House

Ocasio-Cortez on Biden infrastructure plan: ‘Not nearly enough’

Rep. Alexandria Ocasio-Cortez (D-N.Y.) is critiquing President Biden’s proposed infrastructure plan, a more than $2 trillion proposal that the progressive firebrand says does not go far enough in addressing America’s needs.

“This is not nearly enough. The important context here is that it’s $2.25T spread out over 10 years,” Ocasio-Cortez said on Tuesday. “For context, the COVID package was $1.9T for this year *alone,* with some provisions lasting 2 years.” 

The Democrat added that Biden’s infrastructure package “needs to be way bigger.” 

The infrastructure plan, branded by the administration as the “American Jobs Plan,” would allocate additional funding for roads, bridges, broadband internet and other utilities across the country. 

The White House plans to fund the measure by raising the corporate tax rate to 28 percent from the current level of 21 percent, as well as creating a global tax on corporate earnings, The Hill previously reported.

Progressive groups have argued at least $1 trillion of the package should address climate change and other environmental issues.

(Data excerpts)
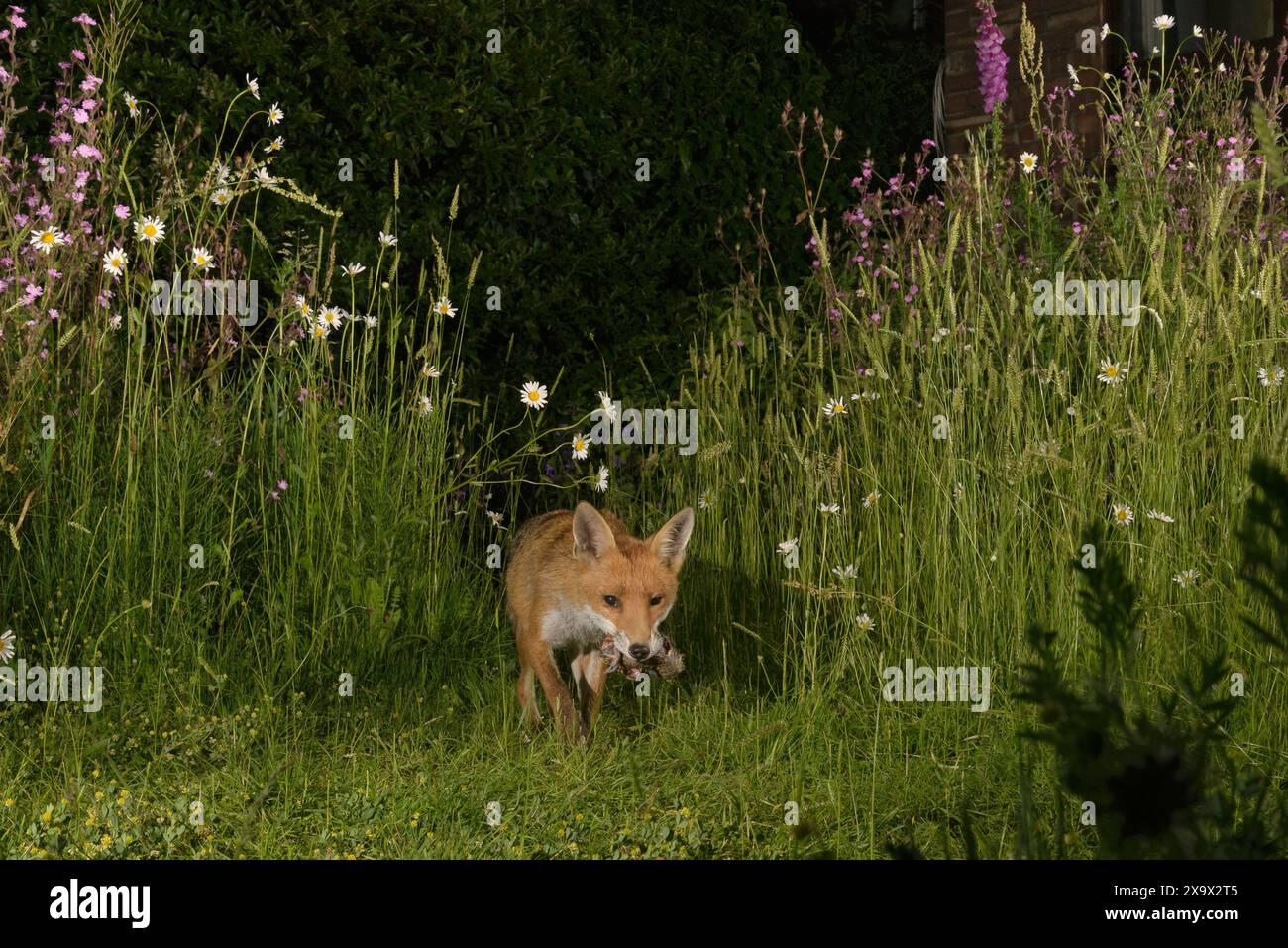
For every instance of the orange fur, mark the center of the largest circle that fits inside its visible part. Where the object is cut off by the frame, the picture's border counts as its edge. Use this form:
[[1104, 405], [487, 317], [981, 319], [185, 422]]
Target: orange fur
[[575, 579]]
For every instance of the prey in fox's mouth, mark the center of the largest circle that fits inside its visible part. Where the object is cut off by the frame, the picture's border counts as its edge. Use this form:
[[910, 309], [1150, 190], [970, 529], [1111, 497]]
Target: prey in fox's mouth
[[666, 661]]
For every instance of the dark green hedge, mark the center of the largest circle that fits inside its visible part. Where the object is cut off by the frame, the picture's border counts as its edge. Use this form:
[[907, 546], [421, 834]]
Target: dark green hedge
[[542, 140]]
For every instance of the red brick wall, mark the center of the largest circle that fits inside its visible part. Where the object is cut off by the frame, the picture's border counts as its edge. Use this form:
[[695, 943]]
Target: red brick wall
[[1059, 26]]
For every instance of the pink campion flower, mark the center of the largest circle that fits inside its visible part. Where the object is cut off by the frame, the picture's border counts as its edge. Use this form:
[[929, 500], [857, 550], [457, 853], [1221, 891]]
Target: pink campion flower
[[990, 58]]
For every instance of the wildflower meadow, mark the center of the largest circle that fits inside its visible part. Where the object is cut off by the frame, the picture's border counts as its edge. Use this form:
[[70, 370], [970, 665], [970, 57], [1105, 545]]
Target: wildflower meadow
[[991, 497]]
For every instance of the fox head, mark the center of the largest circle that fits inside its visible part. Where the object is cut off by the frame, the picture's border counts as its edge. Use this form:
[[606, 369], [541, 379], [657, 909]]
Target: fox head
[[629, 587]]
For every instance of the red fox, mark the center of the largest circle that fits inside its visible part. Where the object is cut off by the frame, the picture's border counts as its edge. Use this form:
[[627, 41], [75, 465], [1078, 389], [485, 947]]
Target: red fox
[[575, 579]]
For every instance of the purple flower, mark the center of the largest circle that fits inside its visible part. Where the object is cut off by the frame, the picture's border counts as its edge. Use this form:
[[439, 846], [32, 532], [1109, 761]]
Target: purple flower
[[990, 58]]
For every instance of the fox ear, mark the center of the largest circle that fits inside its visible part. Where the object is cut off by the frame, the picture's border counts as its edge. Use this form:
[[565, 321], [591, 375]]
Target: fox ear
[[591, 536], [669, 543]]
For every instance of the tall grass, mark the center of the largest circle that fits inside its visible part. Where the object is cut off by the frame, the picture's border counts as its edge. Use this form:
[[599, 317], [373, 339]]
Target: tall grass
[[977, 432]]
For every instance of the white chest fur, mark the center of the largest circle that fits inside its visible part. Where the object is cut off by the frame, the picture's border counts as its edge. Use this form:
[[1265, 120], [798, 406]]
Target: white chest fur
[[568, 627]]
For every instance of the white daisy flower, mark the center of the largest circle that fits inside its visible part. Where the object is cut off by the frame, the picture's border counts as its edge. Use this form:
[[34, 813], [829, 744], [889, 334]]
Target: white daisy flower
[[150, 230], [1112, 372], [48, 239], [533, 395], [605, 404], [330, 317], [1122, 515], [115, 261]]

• _WORK INSTRUCTION 1_:
According to the article on Ocasio-Cortez and the infrastructure plan, to what level would the White House raise the corporate tax rate to fund the measure?
• _WORK INSTRUCTION 2_:
Reproduce the passage of the infrastructure article starting at the words "The White House" and stopping after "other environmental issues.".

• _EXPECTED ANSWER 1_:
To 28 percent, up from the current 21 percent.

• _EXPECTED ANSWER 2_:
The White House plans to fund the measure by raising the corporate tax rate to 28 percent from the current level of 21 percent, as well as creating a global tax on corporate earnings, The Hill previously reported.

Progressive groups have argued at least $1 trillion of the package should address climate change and other environmental issues.